**Exercise material**
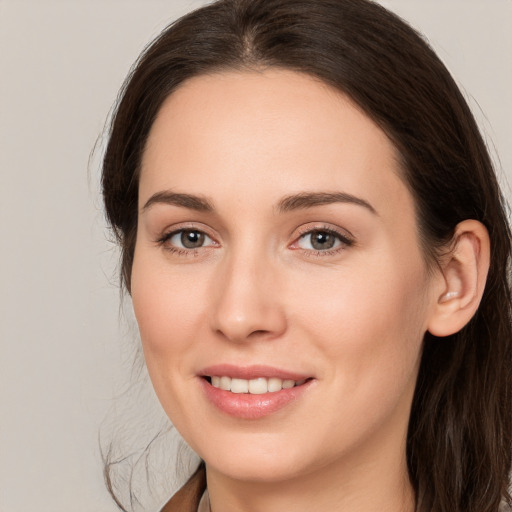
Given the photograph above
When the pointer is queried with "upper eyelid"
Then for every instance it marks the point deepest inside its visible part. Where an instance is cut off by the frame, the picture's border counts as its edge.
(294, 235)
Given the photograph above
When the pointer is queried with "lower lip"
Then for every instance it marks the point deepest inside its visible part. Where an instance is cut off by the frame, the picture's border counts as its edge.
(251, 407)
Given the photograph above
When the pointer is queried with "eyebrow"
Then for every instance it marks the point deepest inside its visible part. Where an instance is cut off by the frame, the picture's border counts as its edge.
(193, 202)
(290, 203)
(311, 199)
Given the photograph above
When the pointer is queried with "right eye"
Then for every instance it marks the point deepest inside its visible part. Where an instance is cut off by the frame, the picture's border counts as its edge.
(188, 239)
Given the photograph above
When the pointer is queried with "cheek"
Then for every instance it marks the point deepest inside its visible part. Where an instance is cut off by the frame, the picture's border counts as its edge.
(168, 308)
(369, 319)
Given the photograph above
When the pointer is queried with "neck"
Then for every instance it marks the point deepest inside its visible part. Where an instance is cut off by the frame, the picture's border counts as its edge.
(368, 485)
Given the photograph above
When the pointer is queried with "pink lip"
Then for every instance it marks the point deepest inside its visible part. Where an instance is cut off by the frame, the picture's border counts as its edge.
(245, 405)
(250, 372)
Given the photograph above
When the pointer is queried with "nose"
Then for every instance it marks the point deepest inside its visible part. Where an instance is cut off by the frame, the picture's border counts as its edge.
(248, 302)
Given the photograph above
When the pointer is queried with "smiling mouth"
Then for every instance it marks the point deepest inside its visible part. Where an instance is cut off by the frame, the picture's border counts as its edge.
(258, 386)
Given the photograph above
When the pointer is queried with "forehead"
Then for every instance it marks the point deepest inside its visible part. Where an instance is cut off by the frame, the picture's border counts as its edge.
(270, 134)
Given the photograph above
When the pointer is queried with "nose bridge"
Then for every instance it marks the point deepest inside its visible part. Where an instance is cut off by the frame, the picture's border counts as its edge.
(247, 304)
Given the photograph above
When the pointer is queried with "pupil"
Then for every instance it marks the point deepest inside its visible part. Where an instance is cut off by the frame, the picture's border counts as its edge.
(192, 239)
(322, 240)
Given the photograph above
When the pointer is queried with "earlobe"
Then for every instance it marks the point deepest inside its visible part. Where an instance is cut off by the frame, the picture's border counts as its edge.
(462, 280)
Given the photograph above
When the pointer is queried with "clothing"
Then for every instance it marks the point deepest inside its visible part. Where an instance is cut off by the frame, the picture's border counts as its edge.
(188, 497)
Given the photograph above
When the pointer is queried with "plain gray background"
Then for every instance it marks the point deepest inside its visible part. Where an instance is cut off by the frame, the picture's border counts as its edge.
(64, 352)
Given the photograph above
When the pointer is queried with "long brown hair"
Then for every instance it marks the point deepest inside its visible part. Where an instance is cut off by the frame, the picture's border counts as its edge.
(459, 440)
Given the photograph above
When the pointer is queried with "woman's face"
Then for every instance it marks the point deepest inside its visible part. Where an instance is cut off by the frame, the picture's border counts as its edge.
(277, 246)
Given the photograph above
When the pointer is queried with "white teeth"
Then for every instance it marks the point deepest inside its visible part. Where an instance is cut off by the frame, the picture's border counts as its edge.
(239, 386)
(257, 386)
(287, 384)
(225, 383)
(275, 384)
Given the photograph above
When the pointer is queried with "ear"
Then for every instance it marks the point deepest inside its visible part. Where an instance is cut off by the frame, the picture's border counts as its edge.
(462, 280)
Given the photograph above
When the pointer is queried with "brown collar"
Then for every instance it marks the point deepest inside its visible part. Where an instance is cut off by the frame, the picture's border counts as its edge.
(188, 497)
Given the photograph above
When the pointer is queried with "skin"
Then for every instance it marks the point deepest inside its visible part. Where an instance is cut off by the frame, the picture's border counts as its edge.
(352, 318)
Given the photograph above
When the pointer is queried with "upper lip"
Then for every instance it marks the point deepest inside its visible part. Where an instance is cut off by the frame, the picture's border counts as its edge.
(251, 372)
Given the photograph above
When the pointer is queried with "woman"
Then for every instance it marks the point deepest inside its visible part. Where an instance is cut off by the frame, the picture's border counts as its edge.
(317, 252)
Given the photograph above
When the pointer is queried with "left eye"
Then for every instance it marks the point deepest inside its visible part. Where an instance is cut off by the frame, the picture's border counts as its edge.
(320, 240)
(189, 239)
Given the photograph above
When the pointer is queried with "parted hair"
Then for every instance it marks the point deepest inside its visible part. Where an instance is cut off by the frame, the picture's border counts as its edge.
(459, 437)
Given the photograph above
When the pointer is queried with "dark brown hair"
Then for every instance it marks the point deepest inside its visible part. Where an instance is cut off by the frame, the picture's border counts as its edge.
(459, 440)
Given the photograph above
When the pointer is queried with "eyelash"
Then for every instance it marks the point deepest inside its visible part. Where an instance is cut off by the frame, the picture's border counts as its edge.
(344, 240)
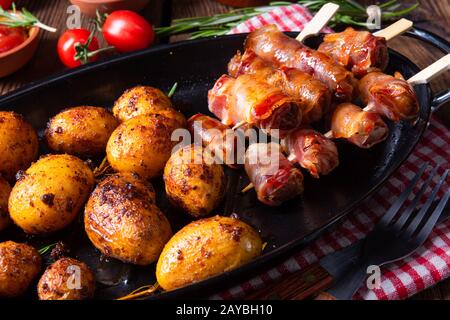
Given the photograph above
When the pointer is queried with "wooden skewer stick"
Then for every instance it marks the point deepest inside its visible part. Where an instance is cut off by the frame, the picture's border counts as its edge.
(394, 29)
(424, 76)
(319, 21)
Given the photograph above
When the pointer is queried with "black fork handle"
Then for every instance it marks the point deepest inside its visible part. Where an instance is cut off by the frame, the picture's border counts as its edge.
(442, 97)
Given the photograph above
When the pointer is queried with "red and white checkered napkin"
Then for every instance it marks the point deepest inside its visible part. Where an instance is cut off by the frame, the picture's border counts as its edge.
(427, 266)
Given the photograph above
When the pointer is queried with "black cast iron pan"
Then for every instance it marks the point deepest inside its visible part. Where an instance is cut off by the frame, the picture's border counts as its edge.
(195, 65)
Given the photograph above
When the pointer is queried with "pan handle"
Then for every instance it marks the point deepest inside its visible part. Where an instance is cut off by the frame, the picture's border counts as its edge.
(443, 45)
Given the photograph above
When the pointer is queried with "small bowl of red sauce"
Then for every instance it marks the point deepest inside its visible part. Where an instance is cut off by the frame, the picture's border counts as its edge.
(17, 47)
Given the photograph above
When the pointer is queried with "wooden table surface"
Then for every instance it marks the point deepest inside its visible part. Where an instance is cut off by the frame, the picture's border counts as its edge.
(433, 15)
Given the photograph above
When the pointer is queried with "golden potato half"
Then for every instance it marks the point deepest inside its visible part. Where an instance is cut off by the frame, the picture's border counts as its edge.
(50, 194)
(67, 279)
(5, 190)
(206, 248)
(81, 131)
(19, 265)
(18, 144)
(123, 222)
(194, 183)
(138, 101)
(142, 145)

**Required work**
For the word "handle", go through the records and show each line that carries it.

**Response to the exercise**
When the pointer is queried with "black fork handle"
When the pointer is queried with "pan handle"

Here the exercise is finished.